Material to process:
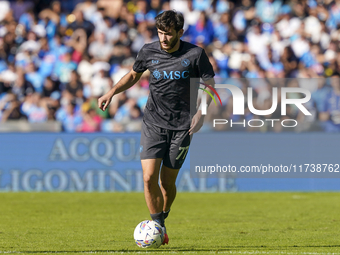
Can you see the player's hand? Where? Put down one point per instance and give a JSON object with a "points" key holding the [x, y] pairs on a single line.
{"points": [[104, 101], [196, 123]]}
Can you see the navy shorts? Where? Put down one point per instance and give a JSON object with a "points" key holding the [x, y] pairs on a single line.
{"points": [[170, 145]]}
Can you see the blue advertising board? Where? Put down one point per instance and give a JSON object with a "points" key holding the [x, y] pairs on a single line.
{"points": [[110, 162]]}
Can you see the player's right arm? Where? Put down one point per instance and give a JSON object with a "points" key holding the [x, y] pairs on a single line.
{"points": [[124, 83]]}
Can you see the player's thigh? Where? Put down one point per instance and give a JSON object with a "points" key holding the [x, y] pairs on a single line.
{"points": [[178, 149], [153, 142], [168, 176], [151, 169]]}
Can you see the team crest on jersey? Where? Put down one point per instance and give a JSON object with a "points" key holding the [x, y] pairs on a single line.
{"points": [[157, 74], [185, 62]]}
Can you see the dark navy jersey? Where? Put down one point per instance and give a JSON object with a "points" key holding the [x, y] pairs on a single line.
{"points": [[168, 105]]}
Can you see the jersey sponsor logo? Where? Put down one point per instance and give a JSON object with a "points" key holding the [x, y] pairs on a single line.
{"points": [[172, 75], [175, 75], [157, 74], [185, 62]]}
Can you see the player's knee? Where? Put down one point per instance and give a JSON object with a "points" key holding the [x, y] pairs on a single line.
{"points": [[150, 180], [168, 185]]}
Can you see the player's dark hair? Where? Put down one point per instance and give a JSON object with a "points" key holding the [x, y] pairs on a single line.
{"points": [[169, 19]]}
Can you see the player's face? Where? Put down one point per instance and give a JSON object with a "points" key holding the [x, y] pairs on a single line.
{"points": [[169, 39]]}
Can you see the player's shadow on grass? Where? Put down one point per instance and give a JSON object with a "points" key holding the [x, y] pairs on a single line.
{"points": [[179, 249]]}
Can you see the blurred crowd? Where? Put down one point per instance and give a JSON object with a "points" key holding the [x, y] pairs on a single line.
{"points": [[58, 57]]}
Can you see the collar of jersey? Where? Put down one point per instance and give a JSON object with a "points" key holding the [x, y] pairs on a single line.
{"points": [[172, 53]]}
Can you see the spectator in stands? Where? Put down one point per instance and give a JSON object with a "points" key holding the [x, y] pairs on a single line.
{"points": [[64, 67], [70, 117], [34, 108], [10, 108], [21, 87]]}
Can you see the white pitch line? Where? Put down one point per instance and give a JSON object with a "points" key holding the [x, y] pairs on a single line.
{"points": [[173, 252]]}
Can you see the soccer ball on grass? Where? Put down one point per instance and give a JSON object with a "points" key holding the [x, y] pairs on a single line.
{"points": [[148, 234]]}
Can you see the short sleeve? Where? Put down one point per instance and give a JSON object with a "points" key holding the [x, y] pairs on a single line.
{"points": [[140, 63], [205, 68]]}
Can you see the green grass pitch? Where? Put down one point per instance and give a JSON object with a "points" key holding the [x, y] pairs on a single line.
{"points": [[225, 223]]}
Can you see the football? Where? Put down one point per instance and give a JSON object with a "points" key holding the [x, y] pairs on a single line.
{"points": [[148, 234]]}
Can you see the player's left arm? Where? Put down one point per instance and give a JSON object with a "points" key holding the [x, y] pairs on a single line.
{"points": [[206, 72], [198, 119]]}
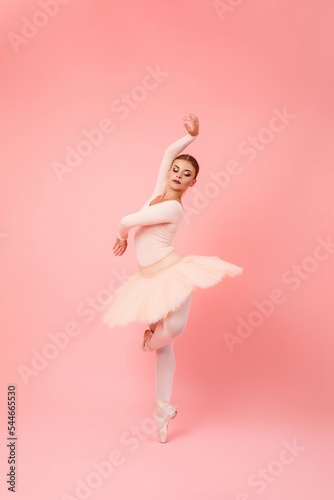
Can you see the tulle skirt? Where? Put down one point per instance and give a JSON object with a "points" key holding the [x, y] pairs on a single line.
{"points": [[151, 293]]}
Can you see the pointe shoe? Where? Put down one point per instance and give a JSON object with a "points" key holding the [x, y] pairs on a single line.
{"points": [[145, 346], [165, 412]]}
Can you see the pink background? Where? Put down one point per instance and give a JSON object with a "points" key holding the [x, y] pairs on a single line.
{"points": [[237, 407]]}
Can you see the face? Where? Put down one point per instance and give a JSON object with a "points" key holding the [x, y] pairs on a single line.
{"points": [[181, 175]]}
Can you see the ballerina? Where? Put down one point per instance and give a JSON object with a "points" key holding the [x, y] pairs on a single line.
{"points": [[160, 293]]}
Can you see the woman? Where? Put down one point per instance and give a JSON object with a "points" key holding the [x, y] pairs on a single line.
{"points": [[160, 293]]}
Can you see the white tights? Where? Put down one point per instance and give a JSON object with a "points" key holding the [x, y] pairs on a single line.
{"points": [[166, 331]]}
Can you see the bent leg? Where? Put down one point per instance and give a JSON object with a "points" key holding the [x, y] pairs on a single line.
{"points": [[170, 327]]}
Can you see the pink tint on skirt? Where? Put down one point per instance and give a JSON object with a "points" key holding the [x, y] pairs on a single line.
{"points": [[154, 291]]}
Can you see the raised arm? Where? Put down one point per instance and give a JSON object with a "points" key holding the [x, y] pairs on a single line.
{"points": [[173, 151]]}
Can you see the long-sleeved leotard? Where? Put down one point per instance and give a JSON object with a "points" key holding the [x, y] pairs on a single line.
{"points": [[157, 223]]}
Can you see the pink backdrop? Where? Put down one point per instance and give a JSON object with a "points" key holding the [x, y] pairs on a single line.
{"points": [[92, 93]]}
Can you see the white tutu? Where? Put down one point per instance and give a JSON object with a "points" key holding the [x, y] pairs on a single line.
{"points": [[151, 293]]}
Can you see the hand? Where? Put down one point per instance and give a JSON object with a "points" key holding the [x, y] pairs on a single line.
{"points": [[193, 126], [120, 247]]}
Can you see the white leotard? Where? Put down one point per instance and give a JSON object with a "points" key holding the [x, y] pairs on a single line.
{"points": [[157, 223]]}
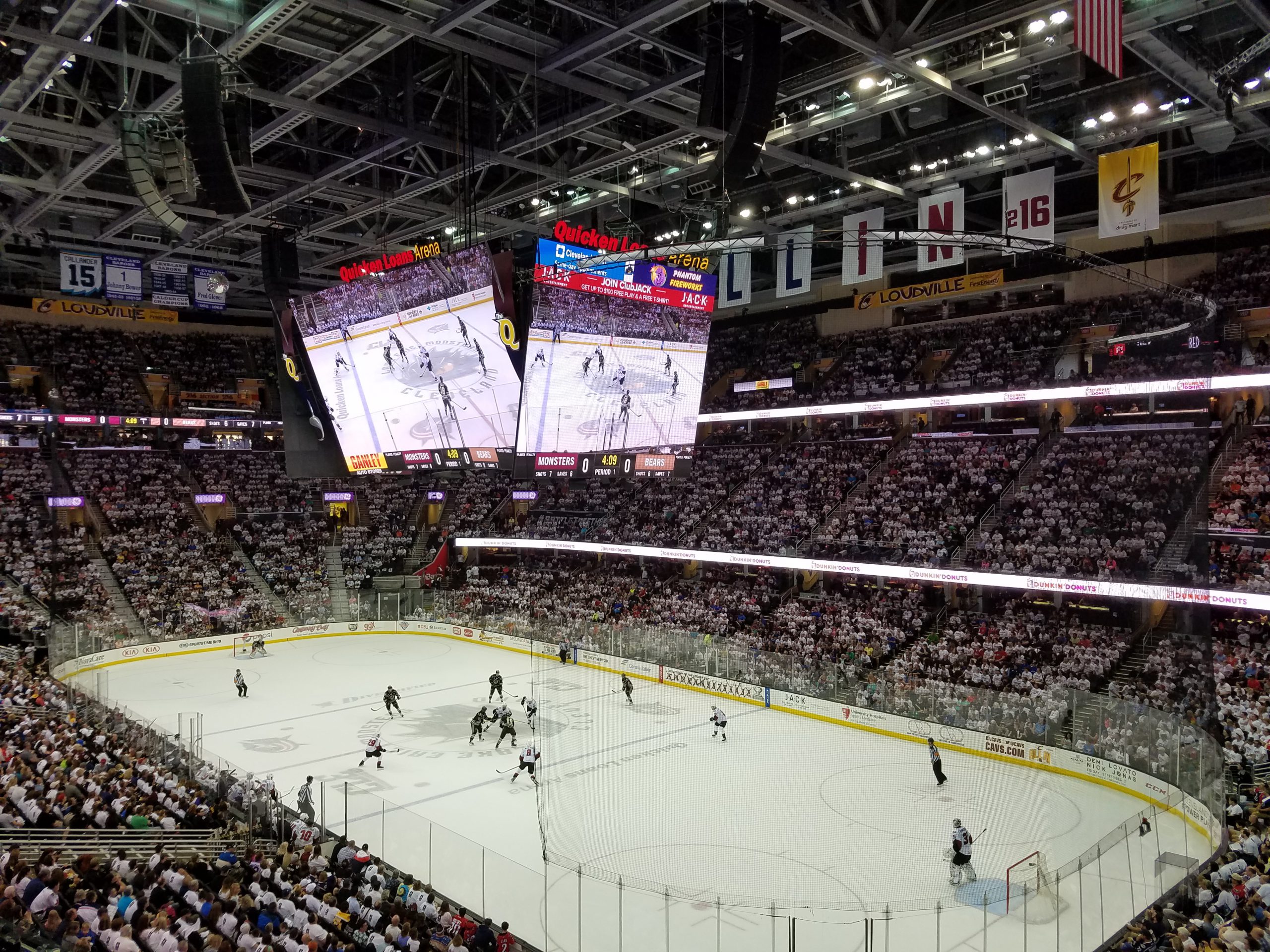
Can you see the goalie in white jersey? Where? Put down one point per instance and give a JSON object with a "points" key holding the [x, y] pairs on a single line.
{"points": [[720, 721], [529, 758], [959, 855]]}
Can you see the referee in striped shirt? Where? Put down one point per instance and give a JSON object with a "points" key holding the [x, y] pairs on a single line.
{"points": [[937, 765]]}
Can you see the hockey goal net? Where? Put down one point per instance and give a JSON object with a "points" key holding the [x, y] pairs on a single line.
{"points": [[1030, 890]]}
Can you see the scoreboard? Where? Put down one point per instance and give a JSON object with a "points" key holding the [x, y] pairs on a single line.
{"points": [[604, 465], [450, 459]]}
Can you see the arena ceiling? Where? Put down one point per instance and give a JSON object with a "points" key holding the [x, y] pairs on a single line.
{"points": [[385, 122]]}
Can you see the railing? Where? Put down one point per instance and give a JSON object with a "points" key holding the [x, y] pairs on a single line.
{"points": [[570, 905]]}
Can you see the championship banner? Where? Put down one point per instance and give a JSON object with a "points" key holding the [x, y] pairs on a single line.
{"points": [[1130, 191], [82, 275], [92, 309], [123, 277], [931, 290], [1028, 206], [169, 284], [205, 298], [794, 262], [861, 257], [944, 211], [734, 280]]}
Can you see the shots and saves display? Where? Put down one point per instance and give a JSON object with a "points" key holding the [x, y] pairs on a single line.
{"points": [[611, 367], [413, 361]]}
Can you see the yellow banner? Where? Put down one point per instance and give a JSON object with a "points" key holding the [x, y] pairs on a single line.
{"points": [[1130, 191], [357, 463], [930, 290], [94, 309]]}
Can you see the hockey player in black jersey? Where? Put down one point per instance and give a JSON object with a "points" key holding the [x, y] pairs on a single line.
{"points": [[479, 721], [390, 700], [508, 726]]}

* * *

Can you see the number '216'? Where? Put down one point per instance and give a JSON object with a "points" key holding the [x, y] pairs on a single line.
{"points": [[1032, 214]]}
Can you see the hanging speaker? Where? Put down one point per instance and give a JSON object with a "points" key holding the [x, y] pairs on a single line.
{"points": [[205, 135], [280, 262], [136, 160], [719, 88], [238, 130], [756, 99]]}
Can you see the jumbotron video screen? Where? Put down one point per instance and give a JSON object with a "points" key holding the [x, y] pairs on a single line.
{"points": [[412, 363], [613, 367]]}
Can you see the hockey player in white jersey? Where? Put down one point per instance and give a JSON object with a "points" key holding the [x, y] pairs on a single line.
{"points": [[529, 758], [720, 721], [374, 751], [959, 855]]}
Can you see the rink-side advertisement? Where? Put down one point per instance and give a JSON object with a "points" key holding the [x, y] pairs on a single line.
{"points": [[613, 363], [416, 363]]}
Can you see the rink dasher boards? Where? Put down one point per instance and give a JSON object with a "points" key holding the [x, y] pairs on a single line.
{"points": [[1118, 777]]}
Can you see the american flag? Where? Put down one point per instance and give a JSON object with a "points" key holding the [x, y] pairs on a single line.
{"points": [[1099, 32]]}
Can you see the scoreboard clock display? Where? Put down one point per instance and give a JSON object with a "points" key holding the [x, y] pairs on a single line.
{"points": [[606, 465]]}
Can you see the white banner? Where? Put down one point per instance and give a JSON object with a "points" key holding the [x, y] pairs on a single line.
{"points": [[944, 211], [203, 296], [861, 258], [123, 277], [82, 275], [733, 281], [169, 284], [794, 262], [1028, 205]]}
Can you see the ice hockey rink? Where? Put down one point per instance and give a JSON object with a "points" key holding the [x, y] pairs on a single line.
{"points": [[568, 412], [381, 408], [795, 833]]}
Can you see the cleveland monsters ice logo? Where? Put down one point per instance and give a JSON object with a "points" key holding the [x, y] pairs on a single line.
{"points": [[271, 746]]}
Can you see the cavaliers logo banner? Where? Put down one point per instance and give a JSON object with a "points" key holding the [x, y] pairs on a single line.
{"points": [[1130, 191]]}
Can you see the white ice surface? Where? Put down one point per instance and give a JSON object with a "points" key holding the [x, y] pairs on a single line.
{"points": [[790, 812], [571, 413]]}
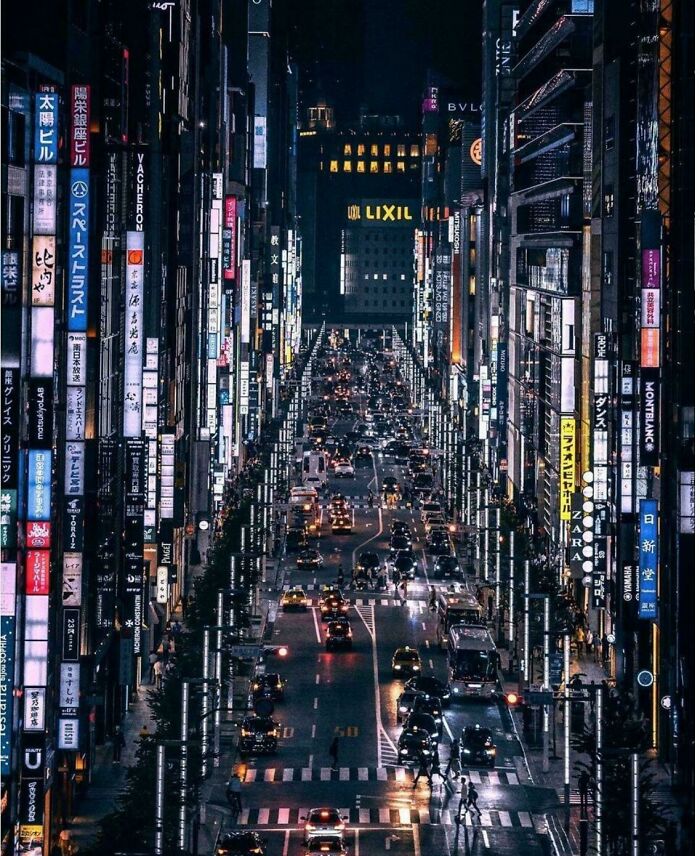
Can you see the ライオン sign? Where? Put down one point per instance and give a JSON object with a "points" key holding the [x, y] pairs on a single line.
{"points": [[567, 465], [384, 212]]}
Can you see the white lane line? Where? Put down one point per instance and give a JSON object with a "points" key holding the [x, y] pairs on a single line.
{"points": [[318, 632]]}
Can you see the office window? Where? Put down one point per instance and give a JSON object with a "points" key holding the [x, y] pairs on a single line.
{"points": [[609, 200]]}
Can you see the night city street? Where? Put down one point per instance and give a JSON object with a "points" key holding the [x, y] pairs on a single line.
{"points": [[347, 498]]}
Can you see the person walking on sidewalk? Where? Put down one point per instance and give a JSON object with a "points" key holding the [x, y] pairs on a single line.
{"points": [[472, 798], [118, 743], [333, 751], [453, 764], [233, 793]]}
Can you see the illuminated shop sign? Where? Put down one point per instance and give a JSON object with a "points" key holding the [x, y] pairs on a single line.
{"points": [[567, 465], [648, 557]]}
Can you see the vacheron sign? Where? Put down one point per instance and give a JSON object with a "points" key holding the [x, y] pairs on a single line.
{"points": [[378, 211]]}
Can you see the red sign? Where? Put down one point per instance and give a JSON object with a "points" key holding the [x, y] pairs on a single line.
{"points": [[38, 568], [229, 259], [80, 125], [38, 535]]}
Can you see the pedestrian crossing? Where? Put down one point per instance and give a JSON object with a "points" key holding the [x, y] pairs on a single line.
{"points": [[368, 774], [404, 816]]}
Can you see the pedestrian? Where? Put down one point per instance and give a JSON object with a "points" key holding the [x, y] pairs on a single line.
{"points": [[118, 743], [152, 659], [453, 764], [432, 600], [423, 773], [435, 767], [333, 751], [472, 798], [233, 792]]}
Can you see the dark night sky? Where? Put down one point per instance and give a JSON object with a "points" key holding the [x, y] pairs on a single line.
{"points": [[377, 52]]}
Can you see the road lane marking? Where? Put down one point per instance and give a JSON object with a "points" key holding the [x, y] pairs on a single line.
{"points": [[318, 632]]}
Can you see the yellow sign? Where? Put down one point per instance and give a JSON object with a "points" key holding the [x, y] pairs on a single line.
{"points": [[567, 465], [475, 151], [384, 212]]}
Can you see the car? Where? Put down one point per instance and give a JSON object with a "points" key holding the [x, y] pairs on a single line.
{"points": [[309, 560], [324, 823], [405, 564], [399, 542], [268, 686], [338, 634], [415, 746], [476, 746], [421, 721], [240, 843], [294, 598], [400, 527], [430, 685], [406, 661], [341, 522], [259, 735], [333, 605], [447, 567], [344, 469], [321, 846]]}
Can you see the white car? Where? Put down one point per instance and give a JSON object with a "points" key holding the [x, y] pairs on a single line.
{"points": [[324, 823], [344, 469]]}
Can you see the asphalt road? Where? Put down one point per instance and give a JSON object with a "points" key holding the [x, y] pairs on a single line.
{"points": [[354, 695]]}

Work to do: How many lines of the listing above contain the word "grass"? Reply with the number alone.

The solution: 3